>> Start Material for this task

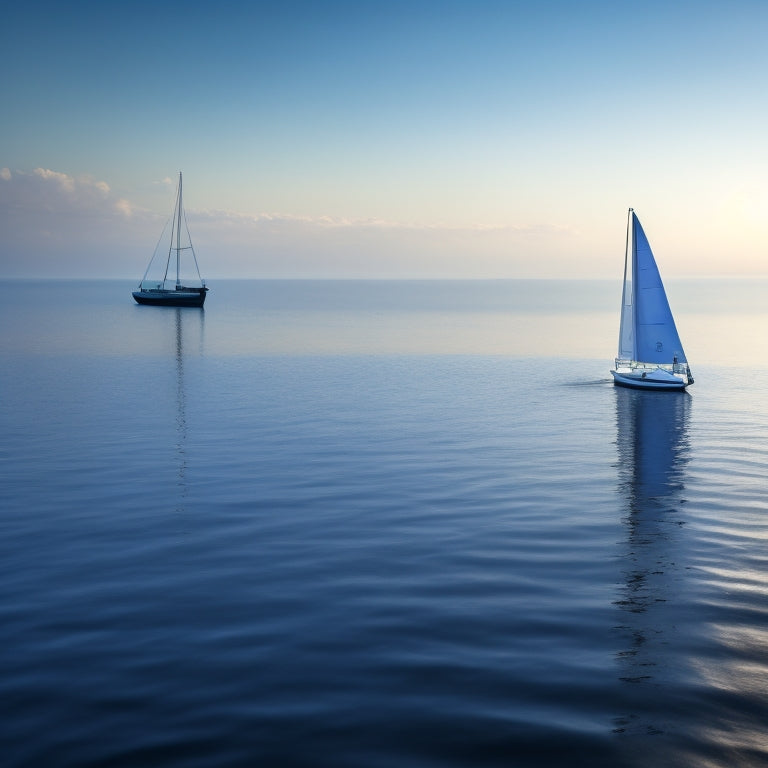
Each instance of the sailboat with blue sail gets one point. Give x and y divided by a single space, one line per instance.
651 354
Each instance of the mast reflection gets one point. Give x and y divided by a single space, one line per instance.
183 317
653 448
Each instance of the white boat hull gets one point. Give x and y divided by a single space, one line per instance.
654 378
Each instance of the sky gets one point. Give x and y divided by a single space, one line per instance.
398 139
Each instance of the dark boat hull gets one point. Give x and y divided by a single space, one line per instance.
186 297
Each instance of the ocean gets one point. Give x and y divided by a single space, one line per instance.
380 524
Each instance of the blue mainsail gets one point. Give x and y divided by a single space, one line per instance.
655 336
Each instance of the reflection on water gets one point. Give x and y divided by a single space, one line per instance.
188 317
652 440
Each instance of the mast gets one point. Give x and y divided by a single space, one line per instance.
178 234
627 323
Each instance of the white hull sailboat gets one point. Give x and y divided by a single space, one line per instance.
163 291
651 355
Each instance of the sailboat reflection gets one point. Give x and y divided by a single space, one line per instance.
652 439
183 317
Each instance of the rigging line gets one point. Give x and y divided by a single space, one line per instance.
154 253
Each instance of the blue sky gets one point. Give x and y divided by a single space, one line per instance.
384 139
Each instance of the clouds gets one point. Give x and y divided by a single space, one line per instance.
56 225
53 224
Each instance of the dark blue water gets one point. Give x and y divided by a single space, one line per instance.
376 524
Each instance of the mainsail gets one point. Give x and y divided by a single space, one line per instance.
648 333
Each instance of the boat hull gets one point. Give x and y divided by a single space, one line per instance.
658 380
189 297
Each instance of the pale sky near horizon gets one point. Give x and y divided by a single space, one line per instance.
384 139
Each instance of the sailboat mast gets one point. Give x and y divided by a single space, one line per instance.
626 334
178 234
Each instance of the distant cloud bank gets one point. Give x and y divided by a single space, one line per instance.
53 224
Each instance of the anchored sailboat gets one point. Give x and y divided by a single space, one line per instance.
156 291
651 355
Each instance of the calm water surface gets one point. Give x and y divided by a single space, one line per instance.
379 524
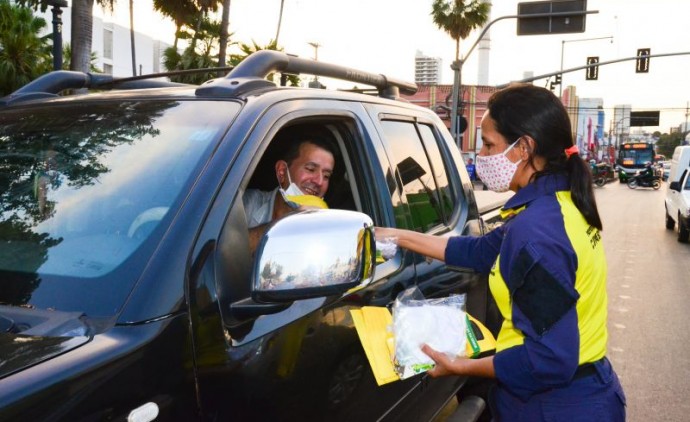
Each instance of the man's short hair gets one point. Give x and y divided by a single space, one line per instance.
292 138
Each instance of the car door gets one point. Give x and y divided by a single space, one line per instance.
434 201
303 361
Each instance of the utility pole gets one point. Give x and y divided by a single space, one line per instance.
315 82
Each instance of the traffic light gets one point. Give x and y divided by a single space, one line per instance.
556 81
593 71
642 63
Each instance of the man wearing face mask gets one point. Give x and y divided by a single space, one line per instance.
303 173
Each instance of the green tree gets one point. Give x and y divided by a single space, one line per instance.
67 54
182 12
24 54
459 18
81 37
198 55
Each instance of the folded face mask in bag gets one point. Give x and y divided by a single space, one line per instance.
440 323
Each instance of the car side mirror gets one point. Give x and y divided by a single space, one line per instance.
314 253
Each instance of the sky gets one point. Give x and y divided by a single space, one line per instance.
383 36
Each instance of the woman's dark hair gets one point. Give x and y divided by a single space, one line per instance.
525 109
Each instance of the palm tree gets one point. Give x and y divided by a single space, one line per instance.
24 54
82 32
182 12
82 28
459 18
280 20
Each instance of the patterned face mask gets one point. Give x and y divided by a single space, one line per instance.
497 171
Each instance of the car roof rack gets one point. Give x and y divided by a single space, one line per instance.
250 75
246 77
53 83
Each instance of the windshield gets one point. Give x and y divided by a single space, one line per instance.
86 191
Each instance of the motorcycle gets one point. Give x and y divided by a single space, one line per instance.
602 173
644 181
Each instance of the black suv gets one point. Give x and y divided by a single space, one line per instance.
129 291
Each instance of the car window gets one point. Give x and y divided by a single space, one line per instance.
415 171
84 187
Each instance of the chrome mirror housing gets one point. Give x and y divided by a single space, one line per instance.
314 253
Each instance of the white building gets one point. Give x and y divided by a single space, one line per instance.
427 70
112 45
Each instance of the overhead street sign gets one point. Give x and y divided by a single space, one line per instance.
644 118
562 23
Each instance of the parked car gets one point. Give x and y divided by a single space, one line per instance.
664 169
129 289
677 204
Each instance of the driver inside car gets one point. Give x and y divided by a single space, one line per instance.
303 173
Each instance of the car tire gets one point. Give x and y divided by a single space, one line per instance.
670 224
683 231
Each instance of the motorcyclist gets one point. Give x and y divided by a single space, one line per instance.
648 172
593 167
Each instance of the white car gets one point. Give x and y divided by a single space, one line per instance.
678 206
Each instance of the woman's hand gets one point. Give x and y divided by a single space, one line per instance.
382 233
444 364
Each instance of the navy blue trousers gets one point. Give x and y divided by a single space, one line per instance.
593 398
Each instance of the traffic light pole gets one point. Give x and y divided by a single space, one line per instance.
560 88
456 66
575 69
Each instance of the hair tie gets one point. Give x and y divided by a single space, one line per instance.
570 151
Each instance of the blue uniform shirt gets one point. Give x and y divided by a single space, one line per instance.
547 273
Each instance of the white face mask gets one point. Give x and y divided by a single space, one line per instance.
293 189
497 171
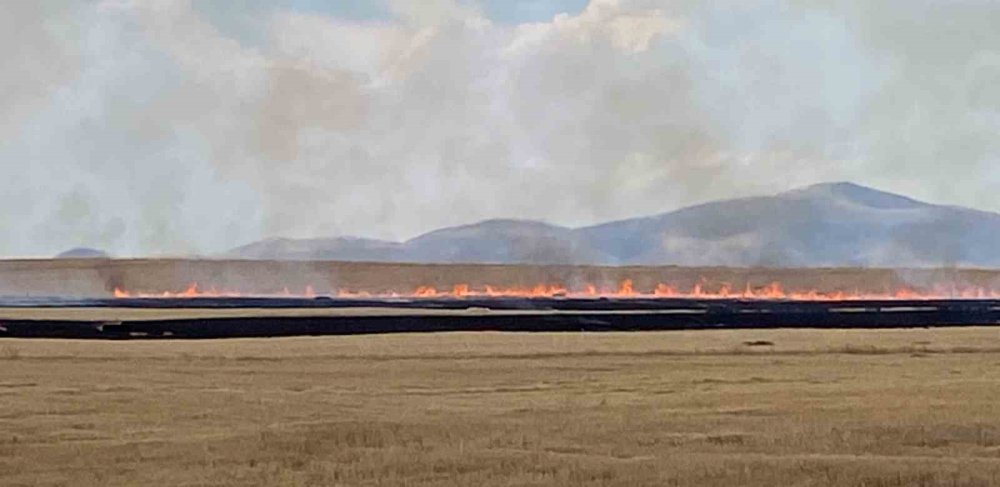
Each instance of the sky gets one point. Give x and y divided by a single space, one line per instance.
151 127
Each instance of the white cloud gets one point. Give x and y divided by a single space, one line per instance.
155 131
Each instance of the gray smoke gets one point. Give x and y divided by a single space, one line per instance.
176 127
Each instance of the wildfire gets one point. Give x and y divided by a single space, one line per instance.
625 289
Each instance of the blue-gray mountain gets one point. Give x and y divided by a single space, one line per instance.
836 224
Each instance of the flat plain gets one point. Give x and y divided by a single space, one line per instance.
717 408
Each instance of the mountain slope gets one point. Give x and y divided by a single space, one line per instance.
836 224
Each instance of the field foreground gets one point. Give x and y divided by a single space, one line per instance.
723 408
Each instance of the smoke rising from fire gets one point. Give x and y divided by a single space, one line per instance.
191 127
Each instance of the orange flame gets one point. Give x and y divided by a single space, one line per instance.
625 289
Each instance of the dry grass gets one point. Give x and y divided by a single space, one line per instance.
720 408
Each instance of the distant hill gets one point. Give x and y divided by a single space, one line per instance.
835 224
83 253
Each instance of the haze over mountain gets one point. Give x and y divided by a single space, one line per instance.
834 224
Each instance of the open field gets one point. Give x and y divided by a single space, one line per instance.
100 277
722 408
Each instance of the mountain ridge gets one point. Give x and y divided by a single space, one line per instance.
823 225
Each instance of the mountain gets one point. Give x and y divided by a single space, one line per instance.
833 224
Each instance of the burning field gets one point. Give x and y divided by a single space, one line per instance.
726 376
146 299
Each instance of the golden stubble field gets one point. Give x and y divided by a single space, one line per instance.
717 408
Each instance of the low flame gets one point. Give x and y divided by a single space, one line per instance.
625 289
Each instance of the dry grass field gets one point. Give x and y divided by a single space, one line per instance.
717 408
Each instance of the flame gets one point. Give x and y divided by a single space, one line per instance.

>> End Material for this task

- Task brief
Arrange the lines of the material as a Markdown table with the columns Row and Line, starting at the line containing "Each instance of the dry grass field" and continuing through the end of the material. Number each line in the Row column, and omit any blank lines.

- Answer to this task
| Row | Line |
|---|---|
| 1 | Each instance of the dry grass field gets one point. Give x and y divided by a single space, one line per instance. |
| 2 | 717 408 |
| 3 | Each instance of the flame gets one point. Give x and y divided by a single space, one line per instance. |